- [Objective]: Every entry below should be repeated exactly; the pictures should not.

[Coordinate annotation records]
........

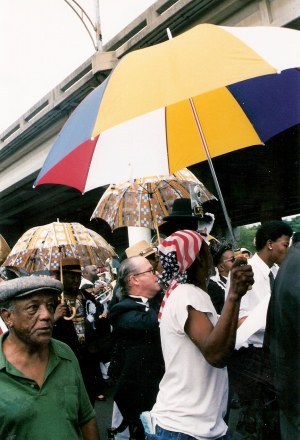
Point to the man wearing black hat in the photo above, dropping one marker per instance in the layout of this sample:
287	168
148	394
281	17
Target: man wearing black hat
42	391
223	258
183	216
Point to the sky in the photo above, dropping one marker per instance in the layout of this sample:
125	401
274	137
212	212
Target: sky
43	41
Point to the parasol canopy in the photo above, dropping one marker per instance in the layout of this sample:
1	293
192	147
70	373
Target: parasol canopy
144	202
42	247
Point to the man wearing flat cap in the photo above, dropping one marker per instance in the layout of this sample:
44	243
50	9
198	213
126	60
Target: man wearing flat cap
43	395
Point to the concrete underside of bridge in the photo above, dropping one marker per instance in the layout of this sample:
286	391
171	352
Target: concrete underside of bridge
258	183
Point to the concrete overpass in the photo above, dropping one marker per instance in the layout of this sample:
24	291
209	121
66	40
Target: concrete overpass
257	183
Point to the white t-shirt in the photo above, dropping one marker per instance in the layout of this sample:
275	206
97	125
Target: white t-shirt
192	398
260	289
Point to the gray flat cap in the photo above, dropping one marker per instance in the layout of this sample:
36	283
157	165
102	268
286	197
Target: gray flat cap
24	286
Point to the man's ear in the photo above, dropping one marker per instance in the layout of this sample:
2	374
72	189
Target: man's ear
6	316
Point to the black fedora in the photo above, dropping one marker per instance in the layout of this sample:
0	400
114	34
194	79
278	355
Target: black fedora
182	209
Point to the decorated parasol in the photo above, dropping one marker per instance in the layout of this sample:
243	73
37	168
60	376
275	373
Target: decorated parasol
144	202
43	247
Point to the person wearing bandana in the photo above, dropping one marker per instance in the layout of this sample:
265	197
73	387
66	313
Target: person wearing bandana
196	344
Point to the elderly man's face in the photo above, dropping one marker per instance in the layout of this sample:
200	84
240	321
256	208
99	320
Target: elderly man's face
32	319
144	278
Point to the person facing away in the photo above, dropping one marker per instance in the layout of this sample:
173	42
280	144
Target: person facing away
249	370
223	259
196	344
43	394
135	325
84	332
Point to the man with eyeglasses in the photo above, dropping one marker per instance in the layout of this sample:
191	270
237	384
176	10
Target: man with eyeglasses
223	259
136	331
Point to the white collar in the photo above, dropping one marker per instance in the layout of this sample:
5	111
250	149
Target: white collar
144	300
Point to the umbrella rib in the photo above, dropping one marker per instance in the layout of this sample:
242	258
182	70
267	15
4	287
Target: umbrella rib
212	169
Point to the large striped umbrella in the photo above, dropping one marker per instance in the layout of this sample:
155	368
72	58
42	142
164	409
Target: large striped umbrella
159	89
144	202
173	104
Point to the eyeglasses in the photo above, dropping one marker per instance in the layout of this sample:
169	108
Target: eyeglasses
231	259
151	250
152	270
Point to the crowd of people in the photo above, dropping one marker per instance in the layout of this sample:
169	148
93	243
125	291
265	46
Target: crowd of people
184	329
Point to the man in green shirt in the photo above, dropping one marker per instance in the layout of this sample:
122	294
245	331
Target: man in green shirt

........

- [Problem solution]:
Point to the man wearing black hat in the photo above, dropping one marker per instance in the layout of this sample:
287	168
148	394
281	17
Target: man wearing black hat
42	391
223	258
183	216
Point to the sky in the photo above, dropping one marker per instance in the layout of this sample:
125	401
274	137
212	212
Target: sky
43	41
Point to the parasol canopy in the photo above, dropping one marker per instance in the layout of this sample:
1	293
192	147
70	373
Target: parasol canopy
144	202
42	247
Point to the man wearing flat cap in the photo above, dropping one marker per instance in the layout of this sample:
44	243
50	9
198	213
126	60
Target: man wearing flat cap
43	395
Point to the concrete underside of bridge in the photo above, dropping one marker per instance in the layout of this sample:
286	391
171	352
Target: concrete underside of bridge
258	183
Point to the concrete overpass in the photo above, dropping one marker per instance in the layout of this sample:
24	291
209	121
66	40
Target: concrete overpass
257	183
Point to the white t-shirt in the photo above, dropping one marker per instance in the layout of this sample:
275	206
97	125
Target: white t-shirt
192	398
260	289
Point to the gray flat cap in the photo above, dropping one marker per instance in the layout of this sample:
36	283
157	165
102	268
286	197
Target: gray flat cap
24	286
Point to the man's ear in the photo above, dropping one marker per instance in the layout of this sample:
2	374
72	189
Target: man's ear
6	316
Point to the black fedora in the photo above, dropping one marker per instance in the layout of this sample:
0	400
114	34
194	79
278	355
Target: black fedora
182	209
Point to the decorated parasol in the photo above, dropping one marker per instance in the layout of this sample:
243	73
37	168
60	376
275	373
Target: decorated parasol
144	202
43	247
Point to the person wearing bandana in the photo above, dropping one marker per instance in the layout of this sample:
265	197
73	387
66	313
Target: person wearing bandana
196	344
Point to the elderly man's face in the photo above, dropping one marker per instance in the layout of this sample:
200	84
240	321
256	208
99	320
Target: elderly man's face
32	319
144	278
Point to the person facing away in the photo above, dropping one marker per instance in the layout of this sample:
173	42
280	144
Target: person facing away
249	370
223	259
196	344
43	394
135	325
84	332
Point to the man with eyeglasses in the photo above, dropping one marker per instance in the layout of this sample:
191	270
237	384
176	10
Target: man with eyeglasses
223	259
136	331
Point to the white collar in the photo above, dropping one marker per instance in the layout of this sample:
5	111
250	149
Target: white collar
144	300
Point to the umbrella rib in the photo above, dropping one marker per instance in the layout of this sample:
242	258
182	70
267	15
4	287
Target: umbrella rib
212	169
Point to the large striped umbrella in the photo above, dropping one marker per instance in the layout of this sample:
155	368
72	58
42	142
164	409
Target: large striped umbrella
159	89
144	202
173	104
Point to the eyeglasses in the photo above, dropping one marker per instance in the layout of this sample:
169	108
Target: eyeglasses
231	259
151	250
152	270
Point to the crowd of people in the photo above, dropping one marker per instance in the layout of this sample:
169	148
93	243
125	291
265	46
Target: crowd of people
184	329
Point to the man in green shirt in the photo above, dropping one marker per instance in the layout of this sample:
122	294
245	331
Target: man in green shirt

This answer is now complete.